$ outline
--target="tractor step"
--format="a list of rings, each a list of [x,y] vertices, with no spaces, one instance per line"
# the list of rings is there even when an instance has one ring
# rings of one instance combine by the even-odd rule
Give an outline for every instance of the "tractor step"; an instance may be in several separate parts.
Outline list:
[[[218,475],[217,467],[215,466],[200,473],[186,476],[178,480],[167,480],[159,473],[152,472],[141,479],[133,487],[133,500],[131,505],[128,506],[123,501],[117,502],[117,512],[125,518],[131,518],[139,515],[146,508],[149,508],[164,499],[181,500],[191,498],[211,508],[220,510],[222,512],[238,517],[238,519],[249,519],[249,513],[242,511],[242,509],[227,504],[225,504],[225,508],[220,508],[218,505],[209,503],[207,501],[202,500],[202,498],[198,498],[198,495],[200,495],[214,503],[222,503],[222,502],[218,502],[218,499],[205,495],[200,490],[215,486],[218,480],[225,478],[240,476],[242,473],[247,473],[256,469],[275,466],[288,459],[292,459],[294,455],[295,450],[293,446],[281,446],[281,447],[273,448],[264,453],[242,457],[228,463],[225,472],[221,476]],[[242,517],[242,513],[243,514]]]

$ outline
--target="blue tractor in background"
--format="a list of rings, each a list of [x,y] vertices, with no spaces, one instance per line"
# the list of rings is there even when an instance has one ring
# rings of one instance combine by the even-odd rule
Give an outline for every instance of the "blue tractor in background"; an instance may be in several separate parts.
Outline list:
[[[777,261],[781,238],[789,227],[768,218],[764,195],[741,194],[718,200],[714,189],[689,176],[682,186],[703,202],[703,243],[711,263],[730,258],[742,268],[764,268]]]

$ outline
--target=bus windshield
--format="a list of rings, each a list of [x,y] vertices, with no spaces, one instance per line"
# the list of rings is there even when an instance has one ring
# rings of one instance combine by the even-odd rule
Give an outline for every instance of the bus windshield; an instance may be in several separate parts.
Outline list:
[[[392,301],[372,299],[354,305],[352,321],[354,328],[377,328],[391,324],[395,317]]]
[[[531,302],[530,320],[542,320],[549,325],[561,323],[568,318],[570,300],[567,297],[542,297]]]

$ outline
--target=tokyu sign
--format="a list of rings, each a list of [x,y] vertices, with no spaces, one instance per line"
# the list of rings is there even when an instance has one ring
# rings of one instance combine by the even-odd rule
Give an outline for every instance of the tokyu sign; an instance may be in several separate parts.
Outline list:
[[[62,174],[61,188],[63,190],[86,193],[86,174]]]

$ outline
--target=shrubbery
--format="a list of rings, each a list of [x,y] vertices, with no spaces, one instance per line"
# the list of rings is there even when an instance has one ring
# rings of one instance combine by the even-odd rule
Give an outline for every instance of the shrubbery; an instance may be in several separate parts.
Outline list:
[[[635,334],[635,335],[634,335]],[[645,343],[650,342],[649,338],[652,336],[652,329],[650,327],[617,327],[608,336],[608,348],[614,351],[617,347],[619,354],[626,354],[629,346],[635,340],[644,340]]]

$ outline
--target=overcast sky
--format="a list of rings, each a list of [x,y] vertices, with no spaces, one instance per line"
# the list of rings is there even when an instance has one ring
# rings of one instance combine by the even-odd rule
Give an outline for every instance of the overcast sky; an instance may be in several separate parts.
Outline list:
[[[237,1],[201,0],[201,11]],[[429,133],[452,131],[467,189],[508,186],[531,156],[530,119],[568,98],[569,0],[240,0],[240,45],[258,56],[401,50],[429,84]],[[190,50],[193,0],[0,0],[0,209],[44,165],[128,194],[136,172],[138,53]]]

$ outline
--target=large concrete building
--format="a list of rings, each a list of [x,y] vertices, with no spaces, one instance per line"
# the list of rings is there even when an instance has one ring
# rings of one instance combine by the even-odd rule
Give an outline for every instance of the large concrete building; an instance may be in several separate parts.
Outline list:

=-=-=

**To do:**
Report how many of the lines above contain the string "separate", counting only matches with the same case. Give only the number.

**Output of the exercise:**
7